TASK TO COMPLETE:
Copy the rows below word for word, from the line containing "of the airplane" through the end of the rows, with both ends included.

GIVEN DATA:
## Start

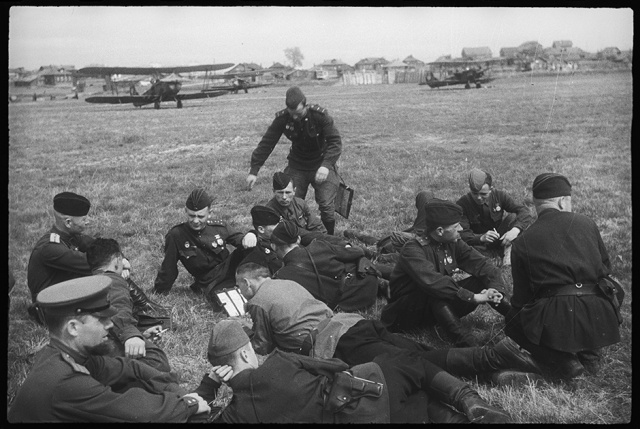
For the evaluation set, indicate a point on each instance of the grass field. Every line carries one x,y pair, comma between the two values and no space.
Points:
137,167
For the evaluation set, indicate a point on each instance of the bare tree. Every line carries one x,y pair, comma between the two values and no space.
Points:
294,56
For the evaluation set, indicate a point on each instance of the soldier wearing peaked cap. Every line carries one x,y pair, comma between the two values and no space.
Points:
491,219
59,255
316,146
73,381
200,244
565,304
423,288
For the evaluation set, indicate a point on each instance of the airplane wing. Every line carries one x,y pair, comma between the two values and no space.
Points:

## End

ANSWER TO THIS PROBLEM:
For the evaluation set, indicate a point on each instance of the airplane wing. Every line carries one x,y pair, comma between the two values and no space.
Points:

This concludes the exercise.